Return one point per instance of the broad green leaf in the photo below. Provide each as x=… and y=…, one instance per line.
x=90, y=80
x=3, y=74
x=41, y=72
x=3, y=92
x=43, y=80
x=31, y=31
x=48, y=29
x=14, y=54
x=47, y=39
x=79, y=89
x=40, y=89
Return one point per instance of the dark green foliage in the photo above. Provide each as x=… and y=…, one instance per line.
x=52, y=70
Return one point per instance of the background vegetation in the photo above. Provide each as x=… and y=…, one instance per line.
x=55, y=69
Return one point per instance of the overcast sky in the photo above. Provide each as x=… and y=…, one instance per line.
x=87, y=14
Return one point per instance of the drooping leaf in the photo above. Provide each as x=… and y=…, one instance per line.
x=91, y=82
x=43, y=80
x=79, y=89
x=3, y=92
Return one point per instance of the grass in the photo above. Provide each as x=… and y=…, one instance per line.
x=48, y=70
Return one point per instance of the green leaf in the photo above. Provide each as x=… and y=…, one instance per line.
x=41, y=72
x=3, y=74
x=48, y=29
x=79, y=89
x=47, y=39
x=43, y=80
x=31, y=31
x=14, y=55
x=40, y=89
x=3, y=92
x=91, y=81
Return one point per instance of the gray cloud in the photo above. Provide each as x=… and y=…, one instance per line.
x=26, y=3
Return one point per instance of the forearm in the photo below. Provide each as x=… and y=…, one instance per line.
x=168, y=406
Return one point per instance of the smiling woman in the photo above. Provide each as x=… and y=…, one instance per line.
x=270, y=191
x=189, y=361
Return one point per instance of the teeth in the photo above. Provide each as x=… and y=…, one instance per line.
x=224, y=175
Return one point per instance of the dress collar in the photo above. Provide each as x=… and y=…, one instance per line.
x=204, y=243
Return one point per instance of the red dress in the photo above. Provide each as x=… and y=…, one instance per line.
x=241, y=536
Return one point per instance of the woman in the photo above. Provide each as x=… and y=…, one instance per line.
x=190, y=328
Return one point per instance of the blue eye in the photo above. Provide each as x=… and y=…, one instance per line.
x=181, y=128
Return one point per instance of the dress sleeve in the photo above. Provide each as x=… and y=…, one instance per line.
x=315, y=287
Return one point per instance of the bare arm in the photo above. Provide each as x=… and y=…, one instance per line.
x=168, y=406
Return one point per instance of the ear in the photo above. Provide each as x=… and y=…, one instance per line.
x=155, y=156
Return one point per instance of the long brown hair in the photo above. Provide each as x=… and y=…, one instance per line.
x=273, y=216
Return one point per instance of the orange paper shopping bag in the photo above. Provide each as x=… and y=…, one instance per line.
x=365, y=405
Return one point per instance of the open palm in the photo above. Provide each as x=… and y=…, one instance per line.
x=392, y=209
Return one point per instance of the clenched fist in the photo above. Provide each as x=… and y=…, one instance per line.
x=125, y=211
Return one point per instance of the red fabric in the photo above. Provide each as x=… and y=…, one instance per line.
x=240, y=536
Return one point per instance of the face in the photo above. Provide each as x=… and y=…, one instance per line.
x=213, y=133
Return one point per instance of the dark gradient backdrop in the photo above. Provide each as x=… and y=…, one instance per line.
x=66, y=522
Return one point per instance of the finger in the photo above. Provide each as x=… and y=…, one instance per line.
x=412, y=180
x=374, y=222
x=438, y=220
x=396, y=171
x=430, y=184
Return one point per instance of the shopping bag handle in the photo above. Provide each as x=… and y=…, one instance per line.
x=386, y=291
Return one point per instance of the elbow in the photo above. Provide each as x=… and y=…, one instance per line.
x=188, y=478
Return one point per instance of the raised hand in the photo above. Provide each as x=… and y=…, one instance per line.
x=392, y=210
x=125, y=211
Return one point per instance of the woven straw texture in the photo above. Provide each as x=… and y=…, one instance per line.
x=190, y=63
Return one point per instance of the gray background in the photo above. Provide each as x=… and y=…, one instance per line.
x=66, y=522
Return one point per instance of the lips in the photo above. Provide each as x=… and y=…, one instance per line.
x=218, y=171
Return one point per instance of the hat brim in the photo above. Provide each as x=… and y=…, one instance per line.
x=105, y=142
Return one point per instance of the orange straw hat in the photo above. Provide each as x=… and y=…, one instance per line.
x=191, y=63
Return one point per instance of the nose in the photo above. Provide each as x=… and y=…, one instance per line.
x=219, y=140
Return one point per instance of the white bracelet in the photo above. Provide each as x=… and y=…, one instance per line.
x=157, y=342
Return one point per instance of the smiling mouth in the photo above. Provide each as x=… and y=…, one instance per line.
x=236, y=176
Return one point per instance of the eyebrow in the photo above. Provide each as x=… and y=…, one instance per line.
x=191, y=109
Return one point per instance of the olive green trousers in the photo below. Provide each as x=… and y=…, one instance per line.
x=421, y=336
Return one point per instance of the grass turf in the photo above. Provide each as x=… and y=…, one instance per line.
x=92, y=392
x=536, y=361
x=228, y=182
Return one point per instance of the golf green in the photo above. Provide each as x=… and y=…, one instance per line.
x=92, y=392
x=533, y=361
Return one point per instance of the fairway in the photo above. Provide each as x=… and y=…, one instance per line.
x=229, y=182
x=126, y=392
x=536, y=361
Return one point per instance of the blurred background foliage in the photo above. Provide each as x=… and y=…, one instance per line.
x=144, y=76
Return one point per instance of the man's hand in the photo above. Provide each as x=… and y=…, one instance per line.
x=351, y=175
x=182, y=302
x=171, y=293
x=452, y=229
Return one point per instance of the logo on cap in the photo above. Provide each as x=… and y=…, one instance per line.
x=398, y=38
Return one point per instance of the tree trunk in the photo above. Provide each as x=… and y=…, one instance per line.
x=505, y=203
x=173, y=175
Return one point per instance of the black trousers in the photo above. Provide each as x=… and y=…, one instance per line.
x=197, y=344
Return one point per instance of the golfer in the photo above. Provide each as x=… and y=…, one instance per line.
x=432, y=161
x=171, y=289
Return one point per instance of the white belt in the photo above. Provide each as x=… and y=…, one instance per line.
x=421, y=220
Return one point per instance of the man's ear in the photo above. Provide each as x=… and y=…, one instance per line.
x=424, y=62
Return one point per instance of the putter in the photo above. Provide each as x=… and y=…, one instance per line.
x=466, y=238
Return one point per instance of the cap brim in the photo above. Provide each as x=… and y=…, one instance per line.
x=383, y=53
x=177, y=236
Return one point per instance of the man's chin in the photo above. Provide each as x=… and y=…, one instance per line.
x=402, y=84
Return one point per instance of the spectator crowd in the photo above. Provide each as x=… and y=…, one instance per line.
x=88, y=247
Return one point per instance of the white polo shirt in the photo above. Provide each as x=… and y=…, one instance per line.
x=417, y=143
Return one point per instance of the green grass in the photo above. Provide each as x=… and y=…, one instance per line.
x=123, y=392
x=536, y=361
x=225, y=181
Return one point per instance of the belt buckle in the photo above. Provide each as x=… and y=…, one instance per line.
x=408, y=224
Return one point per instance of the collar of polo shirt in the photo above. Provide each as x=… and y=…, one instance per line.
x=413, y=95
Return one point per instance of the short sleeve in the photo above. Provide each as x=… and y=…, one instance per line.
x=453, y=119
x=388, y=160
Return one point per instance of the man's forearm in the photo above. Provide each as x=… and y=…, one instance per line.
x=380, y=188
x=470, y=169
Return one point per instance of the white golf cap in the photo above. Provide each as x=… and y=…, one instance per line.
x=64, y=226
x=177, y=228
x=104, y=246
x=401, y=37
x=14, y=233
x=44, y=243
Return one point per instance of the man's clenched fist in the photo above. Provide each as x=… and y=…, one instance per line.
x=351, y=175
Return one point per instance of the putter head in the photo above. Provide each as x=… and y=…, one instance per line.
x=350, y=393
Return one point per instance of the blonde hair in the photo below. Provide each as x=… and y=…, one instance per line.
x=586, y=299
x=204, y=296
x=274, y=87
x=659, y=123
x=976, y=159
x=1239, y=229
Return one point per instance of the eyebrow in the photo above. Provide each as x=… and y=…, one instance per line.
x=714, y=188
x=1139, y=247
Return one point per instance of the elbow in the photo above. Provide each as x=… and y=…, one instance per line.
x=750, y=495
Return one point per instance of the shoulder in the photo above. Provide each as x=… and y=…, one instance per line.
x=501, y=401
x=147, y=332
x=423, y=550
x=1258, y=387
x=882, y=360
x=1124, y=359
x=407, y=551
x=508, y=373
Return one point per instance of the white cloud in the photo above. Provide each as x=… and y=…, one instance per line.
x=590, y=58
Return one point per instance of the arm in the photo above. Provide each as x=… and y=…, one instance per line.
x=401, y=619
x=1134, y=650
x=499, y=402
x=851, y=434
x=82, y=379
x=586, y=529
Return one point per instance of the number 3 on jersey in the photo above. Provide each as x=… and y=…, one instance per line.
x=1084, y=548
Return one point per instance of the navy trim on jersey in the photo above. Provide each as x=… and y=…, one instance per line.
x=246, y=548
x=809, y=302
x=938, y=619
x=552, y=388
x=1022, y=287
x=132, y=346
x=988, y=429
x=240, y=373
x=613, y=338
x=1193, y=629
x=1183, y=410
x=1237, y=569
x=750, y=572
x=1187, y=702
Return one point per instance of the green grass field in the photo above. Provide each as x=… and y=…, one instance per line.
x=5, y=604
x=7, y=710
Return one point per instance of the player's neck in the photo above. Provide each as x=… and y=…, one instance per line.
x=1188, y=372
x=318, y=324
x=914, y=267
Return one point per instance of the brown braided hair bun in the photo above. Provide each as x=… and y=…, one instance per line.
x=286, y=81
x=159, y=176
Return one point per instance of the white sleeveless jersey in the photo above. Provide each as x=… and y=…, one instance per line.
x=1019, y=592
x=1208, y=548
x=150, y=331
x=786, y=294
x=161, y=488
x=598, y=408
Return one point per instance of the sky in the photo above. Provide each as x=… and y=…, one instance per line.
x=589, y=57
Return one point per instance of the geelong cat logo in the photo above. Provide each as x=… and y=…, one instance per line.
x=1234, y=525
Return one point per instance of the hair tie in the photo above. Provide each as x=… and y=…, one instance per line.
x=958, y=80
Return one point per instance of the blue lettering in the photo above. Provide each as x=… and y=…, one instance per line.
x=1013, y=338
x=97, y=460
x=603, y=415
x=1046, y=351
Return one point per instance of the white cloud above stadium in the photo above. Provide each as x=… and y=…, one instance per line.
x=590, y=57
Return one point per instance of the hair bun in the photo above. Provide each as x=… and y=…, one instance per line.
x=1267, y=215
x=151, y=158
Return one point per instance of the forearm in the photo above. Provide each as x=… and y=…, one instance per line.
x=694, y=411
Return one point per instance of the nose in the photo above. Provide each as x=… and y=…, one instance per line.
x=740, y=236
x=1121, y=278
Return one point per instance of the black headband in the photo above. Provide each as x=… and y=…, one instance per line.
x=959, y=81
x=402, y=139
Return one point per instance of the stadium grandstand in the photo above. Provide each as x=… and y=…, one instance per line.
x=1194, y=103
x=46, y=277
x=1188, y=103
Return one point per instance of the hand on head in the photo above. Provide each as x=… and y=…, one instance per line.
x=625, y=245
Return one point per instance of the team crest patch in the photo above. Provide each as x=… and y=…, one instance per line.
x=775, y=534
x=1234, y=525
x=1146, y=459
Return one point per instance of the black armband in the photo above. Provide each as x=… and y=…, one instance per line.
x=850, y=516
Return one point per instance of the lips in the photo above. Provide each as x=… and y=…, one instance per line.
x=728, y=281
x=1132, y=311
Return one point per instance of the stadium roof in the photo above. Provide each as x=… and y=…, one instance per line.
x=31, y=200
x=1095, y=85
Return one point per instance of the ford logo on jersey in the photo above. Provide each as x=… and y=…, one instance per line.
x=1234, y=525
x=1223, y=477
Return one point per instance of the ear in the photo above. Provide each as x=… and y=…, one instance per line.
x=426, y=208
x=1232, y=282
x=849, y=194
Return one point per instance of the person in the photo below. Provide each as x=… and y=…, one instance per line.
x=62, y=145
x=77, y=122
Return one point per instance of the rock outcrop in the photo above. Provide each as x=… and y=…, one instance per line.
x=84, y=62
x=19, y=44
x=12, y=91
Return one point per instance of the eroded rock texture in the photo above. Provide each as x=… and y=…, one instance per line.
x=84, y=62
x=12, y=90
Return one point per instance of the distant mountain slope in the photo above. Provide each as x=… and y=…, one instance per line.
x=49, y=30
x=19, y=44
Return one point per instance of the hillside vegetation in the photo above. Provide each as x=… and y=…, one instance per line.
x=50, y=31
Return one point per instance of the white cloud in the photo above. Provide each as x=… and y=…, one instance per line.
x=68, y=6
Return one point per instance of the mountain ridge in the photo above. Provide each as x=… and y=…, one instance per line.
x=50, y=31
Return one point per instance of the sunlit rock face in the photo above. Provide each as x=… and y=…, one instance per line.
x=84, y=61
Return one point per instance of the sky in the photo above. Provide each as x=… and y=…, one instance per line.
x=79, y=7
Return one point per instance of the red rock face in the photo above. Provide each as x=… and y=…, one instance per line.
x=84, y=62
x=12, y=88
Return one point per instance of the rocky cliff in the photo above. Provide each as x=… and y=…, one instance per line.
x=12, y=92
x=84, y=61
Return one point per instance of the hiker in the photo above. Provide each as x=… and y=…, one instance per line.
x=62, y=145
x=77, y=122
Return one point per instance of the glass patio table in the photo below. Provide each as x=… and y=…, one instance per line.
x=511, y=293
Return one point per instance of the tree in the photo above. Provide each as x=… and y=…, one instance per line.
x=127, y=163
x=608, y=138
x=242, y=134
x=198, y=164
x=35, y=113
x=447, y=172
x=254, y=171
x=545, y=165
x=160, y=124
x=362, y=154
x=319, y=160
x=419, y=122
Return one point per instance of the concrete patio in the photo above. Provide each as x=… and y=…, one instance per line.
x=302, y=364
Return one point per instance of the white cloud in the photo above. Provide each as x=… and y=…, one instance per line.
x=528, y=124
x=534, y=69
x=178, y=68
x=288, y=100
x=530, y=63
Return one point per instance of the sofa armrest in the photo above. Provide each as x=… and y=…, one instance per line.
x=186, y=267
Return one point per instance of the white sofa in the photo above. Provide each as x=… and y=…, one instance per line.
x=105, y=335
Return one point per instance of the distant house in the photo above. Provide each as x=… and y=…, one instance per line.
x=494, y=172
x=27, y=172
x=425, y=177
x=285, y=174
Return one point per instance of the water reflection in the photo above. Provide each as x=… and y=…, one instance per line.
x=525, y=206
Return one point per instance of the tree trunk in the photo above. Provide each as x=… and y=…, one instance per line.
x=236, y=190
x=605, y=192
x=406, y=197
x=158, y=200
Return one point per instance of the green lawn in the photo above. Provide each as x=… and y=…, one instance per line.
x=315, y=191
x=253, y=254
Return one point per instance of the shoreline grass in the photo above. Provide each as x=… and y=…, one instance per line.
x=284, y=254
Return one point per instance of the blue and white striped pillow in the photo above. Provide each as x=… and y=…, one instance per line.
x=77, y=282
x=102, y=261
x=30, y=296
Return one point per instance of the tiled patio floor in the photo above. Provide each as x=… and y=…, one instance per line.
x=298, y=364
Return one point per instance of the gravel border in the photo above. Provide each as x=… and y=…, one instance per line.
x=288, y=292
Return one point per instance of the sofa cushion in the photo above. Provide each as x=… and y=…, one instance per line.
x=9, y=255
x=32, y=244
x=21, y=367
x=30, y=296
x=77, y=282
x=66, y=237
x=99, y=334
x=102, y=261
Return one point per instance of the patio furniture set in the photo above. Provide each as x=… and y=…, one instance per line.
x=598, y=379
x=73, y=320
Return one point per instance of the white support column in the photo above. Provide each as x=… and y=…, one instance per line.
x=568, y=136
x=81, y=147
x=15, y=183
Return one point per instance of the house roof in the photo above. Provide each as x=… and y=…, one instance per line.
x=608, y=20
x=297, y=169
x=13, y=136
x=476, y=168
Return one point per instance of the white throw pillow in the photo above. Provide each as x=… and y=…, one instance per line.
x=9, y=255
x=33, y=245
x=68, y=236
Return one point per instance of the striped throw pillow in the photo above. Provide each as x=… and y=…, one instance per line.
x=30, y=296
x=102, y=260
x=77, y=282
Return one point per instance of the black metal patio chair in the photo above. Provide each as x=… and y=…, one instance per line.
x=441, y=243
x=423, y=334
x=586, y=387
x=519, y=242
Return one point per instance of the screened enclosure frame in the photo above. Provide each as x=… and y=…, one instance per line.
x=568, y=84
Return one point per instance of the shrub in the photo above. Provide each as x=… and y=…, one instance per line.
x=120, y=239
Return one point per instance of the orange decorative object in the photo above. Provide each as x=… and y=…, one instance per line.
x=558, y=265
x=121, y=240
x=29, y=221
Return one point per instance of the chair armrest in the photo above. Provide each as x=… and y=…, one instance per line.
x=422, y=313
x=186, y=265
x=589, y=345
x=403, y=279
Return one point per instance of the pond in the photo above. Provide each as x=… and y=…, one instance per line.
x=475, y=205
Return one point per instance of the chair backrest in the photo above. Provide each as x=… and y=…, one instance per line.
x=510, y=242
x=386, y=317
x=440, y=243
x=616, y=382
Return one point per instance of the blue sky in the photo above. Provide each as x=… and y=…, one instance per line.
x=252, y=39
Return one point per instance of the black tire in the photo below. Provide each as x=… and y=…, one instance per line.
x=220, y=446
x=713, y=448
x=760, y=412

:::::

**REQUEST**
Format the entries as a Markdown table with the columns Number and Entry line, starting at the line that contains "Return one point per instance of the navy" and ending at the line that contains "x=1193, y=629". Number each row and leave out any blank lines.

**FINISHED ANSWER**
| Number | Entry line |
|---|---|
| 1 | Return one point per instance of the navy trim on jersey in the photo above. Provide each as x=… and y=…, one instance per line. |
| 2 | x=246, y=548 |
| 3 | x=809, y=302 |
| 4 | x=938, y=619 |
| 5 | x=552, y=388 |
| 6 | x=1022, y=287 |
| 7 | x=132, y=346 |
| 8 | x=988, y=429 |
| 9 | x=240, y=373 |
| 10 | x=613, y=338 |
| 11 | x=1193, y=629 |